Instruction 1:
From the passage on Melville and mathematics, return everything from "An exuberant enthusiasm" down to "the first woman.", copied word for word.

Reading passage:
* * * * *

Near the beginning of the story, Ishmael, the narrator, describes the stingy landlord and his wares at Spouter-Inn: “Abominable are the tumblers into which he pours his poison. Though true cylinders without – within, the villainous green goggling glasses deceitfully tapered downward to a cheating bottom. Parallel meridians rudely pecked into the glass, surround these footpads’ goblets.”
And at the end, Captain Ahab praises the loyal cabin boy, Pip, with geometry: “True art thou, lad, as the circumference to its centre.”
Hart explored this subject further with a paper, “Ahab’s Arithmetic: The Mathematics of Moby-Dick,” recently published in the Journal of Humanistic Mathematics. The quantity and sophistication of Melville’s mathematical allusions, she argued, were evidence of his high level of knowledge and ability, which she attributed to an “unusually good mathematical education”. She concluded that Melville “actively enjoyed mathematics and mathematical ideas, and that this shines through in his work”.
An exuberant enthusiasm for mathematics shines through Hart. Her talk in February was the latest in a series she is delivering on mathematical intersections in literature and music, presented online by Gresham College in London. Last spring, she was appointed the Gresham professor of geometry – established in 1597, it is the oldest mathematical chair in England. Hart is the 33rd person to hold the position, and the first woman.

* * * * *

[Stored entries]
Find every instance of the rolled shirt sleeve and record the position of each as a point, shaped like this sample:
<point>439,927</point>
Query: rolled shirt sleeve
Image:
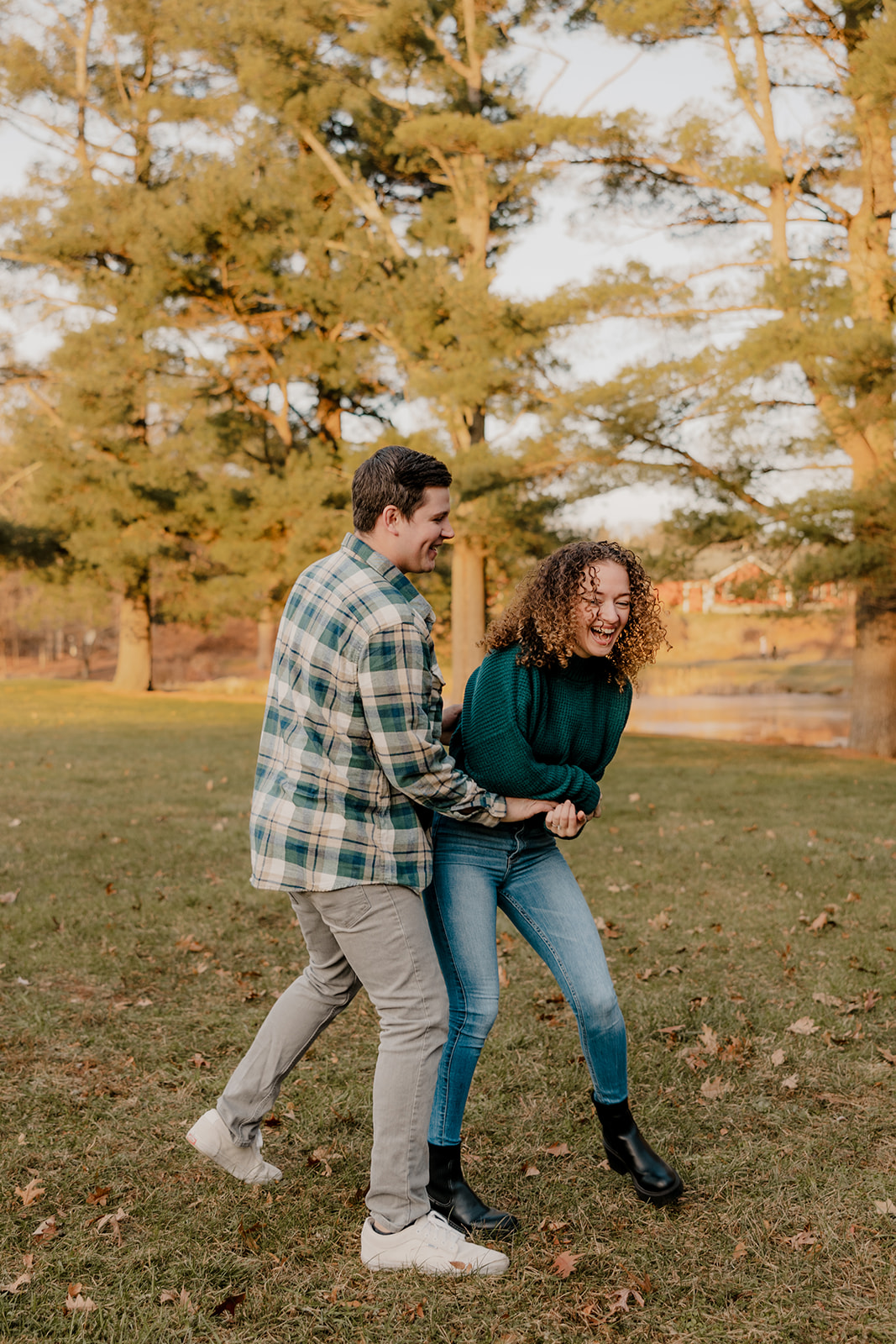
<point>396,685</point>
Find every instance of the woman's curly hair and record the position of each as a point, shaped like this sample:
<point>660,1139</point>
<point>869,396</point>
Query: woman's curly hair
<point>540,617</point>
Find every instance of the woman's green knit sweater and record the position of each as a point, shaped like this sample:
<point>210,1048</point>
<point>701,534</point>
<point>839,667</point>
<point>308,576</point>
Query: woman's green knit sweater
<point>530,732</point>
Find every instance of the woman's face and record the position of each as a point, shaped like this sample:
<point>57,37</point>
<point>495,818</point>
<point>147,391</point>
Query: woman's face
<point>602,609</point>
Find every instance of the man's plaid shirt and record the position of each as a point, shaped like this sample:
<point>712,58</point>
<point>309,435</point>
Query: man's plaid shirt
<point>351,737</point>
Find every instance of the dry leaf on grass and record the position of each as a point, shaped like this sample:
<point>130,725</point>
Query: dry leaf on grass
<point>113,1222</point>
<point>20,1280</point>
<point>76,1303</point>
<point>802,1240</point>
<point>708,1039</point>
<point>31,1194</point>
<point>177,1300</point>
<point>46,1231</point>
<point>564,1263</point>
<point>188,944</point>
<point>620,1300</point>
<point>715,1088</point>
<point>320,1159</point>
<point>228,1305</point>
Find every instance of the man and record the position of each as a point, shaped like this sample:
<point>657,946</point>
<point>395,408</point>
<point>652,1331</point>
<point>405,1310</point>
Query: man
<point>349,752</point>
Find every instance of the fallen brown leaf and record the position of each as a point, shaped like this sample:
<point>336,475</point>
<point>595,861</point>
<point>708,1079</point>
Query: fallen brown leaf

* * * * *

Instruction 2:
Recast the rows, everything from the line containing "Find every instance of the man and" down to the line containing "<point>349,752</point>", as a Markdown table with the columns No. and Line. Number the lines from 1 and leave out any blank lines.

Expected answer 1:
An exuberant enthusiasm for mathematics shines through Hart. Her talk in February was the latest in a series she is delivering on mathematical intersections in literature and music, presented online by Gresham College in London. Last spring, she was appointed the Gresham professor of geometry – established in 1597, it is the oldest mathematical chair in England. Hart is the 33rd person to hold the position, and the first woman.

Expected answer 2:
| No. | Line |
|---|---|
| 1 | Find every instance of the man and record the position of each as a point, shaped like this sample: |
| 2 | <point>657,946</point> |
| 3 | <point>395,408</point> |
| 4 | <point>652,1331</point> |
| 5 | <point>405,1310</point> |
| 6 | Query: man |
| 7 | <point>349,752</point> |